■ **WHAT IS EXPECTED**
Down to the last line, restate the records below word for word, dropping every image.

■ **RECORD EXTRACTS**
╔══
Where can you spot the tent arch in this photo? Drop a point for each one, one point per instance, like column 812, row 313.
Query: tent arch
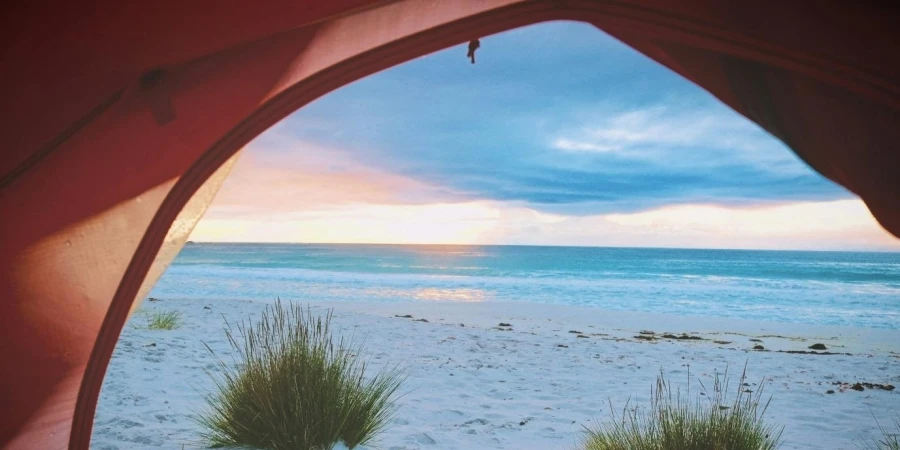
column 780, row 84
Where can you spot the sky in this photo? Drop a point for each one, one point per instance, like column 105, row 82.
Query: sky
column 558, row 135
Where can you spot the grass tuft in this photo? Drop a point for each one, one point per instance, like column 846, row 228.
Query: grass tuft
column 888, row 441
column 293, row 387
column 163, row 320
column 675, row 422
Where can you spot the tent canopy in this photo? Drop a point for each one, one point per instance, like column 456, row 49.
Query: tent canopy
column 121, row 117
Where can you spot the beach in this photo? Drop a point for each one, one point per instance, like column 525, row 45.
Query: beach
column 534, row 383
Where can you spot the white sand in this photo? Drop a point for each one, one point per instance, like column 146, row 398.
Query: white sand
column 477, row 387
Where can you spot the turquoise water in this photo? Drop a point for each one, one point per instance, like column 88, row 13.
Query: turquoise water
column 836, row 288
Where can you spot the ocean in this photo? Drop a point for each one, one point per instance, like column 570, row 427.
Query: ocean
column 830, row 288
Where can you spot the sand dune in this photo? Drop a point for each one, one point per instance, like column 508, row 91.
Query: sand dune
column 532, row 385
╚══
■ **ANSWER FOR THE TASK**
Where can you spot the tent arch in this photo? Drop a point for each one, one point per instance, like column 812, row 313.
Query: tent arch
column 780, row 84
Where can you spot the sky in this photo? Drop a point for each one, one point per instance, like column 105, row 82.
Query: sky
column 558, row 135
Where can you spot the grass tuft in this photo? Drop a point for each one, one point per instance, like column 846, row 228.
Query: grass tuft
column 888, row 441
column 293, row 387
column 163, row 320
column 675, row 422
Where can you spot the tent canopy in this photo? Drop a point for each one, one point per instance, like column 456, row 49.
Query: tent canopy
column 121, row 117
Where can you spot the beach in this photo? Drop a point for each one, one point per instance, like column 525, row 45.
Query: beach
column 534, row 383
Where can you spot the white sand in this photo? Drop a point for each one, one point per instance, like column 146, row 398.
Query: white sand
column 477, row 387
Where can you spot the turquoise water in this photo? Drop a point for each one, one point per instance, like column 88, row 13.
Query: turquoise water
column 836, row 288
Where can you spot the ocean in this photo? Drop a point for each one, one point per instance, like column 570, row 427.
Query: ocean
column 830, row 288
Where can you spot the sand dune in this photo? Drop a point for each one, one point per instance, like column 508, row 91.
Query: sand dune
column 532, row 385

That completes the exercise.